EXCERTO FORNECIDO:

Contrariamente ao que tínhamos combinado, a Manuela não esteve em Portalegre em setembro. Quase em cima do acontecimento, trocou Portalegre pelo Porto, indo passar as férias a casa de um tio. Tal contrariedade desanimou-me muito, isto para não dizer outra palavra. Mas, pensando melhor, vou dizer: revoltou-me. Depois... é bem mais que certo que "a ocasião faz o ladrão".
"Do seu tempo de menino recorda-se do jogo do berlinde. Lançava-o para um novo destino sem ter a certeza de acertar. E o berlinde que era o mundo do menino que o lançava, rolando mudou num segundo o rumo que tinha traçado porque Deus destinou-lhe outro rumo sem ter sido consultado! Só encontrou uma nova vida no sonho que quis alcançar. Entrem em bicos de pés, não vá o sonho acordar!"
sábado, 6 de maio de 2023
O baile de Carnaval
A Olinda, minha irmã, tinha três amigas em Portalegre que a acompanhavam quando saía para passear pela cidade. Aliás, já no verão anterior, e na companhia da Manuela, tinha-me cruzado com as quatro. Por sinal, considerava uma delas como uma mulher atraente. Chamava-se Simone e fez uma brecha no meu futuro. Fiquei agastado pelo facto da minha namorada me ter trocado pelo Porto e se ter deslumbrado por qualquer coisa (chuva de verão) que deixou escapar nas poucas cartas trocadas nesse mês de Setembro, qualquer coisa que me fez ciúmes. Um rapaz de quem falou nas cartas mais que uma vez, o que me levou a questioná-la. Afirmou que era só amizade. Amizade ou não amizade, o certo é que conseguiu fazer-me ciúmes e passei a ser o quinto companheiro da minha irmã e das suas amigas nas passeatas à tarde pelas ruas de Portalegre.

OBJETIVO INDICADO 1: Segundo o excerto, onde foi a Manuela passar as férias em vez de ir a Portalegre?
O excerto e as linhas de dados vêm de fontes diferentes.

LINHAS DE DADOS:
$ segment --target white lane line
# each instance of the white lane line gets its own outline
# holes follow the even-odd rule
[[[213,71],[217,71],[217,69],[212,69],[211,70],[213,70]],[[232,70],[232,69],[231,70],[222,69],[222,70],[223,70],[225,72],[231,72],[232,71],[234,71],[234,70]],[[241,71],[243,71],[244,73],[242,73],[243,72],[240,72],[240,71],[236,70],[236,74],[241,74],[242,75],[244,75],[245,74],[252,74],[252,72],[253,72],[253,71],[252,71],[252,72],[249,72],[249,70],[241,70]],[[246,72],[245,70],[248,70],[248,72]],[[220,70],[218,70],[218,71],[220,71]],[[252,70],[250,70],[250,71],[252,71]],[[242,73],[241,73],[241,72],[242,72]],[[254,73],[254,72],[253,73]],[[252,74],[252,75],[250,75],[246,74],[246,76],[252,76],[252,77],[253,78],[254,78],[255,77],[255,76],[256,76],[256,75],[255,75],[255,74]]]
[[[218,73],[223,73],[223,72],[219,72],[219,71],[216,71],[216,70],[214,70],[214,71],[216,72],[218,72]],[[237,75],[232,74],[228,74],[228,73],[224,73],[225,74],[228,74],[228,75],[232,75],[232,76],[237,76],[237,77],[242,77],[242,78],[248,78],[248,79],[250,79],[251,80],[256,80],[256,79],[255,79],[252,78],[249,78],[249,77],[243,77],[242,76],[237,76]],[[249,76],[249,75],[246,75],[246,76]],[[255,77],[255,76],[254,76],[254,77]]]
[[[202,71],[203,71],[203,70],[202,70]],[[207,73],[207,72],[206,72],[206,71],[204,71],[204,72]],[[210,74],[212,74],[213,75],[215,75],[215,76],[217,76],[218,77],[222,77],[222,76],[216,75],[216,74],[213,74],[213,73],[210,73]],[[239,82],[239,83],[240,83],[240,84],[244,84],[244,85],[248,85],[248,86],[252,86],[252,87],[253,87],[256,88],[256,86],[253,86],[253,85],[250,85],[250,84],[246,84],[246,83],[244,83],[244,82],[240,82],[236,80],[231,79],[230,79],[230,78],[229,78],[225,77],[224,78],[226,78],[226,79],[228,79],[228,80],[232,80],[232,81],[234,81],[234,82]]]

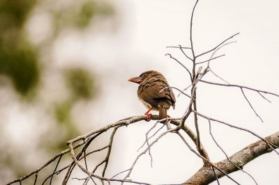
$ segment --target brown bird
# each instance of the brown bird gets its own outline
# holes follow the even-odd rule
[[[175,106],[175,97],[169,88],[167,80],[158,72],[150,70],[142,73],[139,77],[129,79],[130,81],[140,84],[137,88],[137,96],[140,100],[148,108],[145,115],[148,115],[146,121],[150,121],[150,111],[159,111],[159,119],[167,117],[167,110],[172,106]]]

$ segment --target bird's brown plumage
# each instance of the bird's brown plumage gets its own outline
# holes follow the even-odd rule
[[[150,70],[139,77],[129,79],[139,83],[137,96],[150,110],[159,111],[159,118],[167,118],[167,110],[175,107],[175,97],[164,76],[158,72]],[[146,112],[146,114],[149,111]]]

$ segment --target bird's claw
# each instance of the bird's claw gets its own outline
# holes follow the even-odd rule
[[[147,119],[146,119],[145,120],[146,122],[149,122],[151,120],[151,117],[152,117],[152,114],[151,113],[145,113],[146,115],[147,115]]]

OBJETIVO INDICADO 2: Formata como uma lista JSON de strings, uma por linha e sem as linhas em branco, tudo o que vai desde a linha das linhas de dados que contém "--target bird's brown plumage" até ao fim dessas linhas de dados.

RESPOSTA COMPLETA 1: Foi para o Porto, para casa de um tio.

RESPOSTA COMPLETA 2:
[
  "$ segment --target bird's brown plumage",
  "# each instance of the bird's brown plumage gets its own outline",
  "# holes follow the even-odd rule",
  "[[[150,70],[139,77],[129,79],[139,83],[137,96],[150,110],[159,111],[159,118],[167,118],[167,110],[175,107],[175,97],[164,76],[158,72]],[[146,112],[146,114],[149,111]]]",
  "$ segment --target bird's claw",
  "# each instance of the bird's claw gets its own outline",
  "# holes follow the even-odd rule",
  "[[[147,119],[146,119],[145,120],[146,122],[149,122],[151,120],[151,117],[152,117],[152,114],[151,113],[145,113],[146,115],[147,115]]]"
]